• [AIM]
Pick out every line in the entries below that contains the word "bicycle" and copy each one. Case counts.

• [GIVEN INFORMATION]
^^^^^^^^

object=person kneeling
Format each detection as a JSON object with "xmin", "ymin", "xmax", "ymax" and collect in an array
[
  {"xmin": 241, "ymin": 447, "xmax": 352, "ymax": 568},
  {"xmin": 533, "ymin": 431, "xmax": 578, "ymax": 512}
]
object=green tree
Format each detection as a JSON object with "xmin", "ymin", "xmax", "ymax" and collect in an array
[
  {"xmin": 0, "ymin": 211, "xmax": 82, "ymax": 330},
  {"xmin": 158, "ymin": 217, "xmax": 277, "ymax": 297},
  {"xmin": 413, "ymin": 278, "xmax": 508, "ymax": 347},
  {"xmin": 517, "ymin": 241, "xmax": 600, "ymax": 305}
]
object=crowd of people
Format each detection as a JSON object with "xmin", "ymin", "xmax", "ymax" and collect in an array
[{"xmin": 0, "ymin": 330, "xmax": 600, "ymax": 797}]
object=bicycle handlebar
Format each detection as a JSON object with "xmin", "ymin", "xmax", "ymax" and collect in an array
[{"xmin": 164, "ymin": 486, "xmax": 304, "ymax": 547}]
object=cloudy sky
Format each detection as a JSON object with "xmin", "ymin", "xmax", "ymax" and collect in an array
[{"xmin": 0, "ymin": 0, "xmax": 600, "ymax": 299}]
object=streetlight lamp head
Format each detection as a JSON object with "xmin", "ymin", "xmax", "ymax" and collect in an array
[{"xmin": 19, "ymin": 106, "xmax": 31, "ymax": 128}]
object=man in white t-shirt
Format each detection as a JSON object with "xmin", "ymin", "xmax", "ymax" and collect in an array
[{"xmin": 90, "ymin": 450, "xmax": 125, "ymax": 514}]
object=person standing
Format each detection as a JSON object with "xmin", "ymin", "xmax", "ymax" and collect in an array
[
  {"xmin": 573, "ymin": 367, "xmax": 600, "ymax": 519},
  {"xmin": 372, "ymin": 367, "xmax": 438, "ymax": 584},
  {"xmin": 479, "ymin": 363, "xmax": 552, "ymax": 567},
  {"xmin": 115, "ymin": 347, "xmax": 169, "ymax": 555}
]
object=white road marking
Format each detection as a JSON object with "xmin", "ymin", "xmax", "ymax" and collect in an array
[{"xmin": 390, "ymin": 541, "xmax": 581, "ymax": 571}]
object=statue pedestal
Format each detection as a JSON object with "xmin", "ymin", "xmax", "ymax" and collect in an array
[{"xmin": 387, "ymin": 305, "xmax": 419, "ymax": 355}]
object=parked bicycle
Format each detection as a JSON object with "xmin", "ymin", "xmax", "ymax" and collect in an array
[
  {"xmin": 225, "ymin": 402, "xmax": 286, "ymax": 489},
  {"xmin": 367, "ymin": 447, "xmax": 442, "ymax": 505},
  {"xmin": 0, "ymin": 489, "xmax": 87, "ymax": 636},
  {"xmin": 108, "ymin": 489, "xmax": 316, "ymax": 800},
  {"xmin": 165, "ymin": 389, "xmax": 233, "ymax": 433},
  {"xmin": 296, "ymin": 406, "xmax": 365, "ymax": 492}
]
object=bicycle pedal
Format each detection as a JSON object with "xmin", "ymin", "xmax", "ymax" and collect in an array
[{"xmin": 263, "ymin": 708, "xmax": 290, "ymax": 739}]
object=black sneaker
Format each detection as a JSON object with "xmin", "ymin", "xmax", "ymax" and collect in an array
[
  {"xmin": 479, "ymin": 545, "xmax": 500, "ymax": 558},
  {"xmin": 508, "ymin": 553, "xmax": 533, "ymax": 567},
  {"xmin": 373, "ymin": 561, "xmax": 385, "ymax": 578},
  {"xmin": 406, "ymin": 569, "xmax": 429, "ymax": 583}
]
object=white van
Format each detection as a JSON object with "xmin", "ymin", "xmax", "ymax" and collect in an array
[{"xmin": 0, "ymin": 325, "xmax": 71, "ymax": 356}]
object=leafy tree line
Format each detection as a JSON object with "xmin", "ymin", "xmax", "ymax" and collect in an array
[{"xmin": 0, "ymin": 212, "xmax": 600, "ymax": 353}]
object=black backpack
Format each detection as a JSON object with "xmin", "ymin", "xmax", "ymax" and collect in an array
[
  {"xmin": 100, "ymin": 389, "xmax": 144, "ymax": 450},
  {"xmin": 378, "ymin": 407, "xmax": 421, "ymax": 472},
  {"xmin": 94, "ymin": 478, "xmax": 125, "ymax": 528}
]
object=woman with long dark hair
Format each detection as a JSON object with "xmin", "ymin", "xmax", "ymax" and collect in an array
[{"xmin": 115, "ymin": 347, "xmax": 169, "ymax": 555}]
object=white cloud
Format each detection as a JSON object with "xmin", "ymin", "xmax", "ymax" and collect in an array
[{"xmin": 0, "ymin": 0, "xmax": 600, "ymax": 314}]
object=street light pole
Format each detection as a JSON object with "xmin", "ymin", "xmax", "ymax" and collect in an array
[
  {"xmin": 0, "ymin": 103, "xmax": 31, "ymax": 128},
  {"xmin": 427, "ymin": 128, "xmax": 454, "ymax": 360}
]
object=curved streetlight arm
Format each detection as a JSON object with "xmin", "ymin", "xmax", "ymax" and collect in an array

^^^^^^^^

• [RESPONSE TO THIS TASK]
object=bicycle handlebar
object=parked bicycle
object=bicycle pedal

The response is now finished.